[Directions]:
Print the data below unchanged, line for line.

....

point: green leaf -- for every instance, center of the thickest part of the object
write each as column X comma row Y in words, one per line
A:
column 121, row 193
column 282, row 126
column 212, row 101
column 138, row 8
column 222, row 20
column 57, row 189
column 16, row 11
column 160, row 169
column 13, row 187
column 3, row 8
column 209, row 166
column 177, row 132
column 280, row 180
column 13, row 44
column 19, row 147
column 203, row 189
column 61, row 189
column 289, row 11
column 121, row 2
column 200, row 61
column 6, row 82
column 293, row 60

....

[Full answer]:
point: green leaf -- for every instance, center of the thickest part of the object
write each as column X comma row Y in words, one per line
A:
column 121, row 193
column 282, row 126
column 212, row 101
column 138, row 8
column 222, row 20
column 57, row 189
column 16, row 11
column 160, row 169
column 13, row 187
column 3, row 8
column 209, row 166
column 177, row 132
column 280, row 180
column 13, row 44
column 19, row 147
column 203, row 189
column 61, row 189
column 289, row 11
column 121, row 2
column 200, row 61
column 6, row 82
column 293, row 60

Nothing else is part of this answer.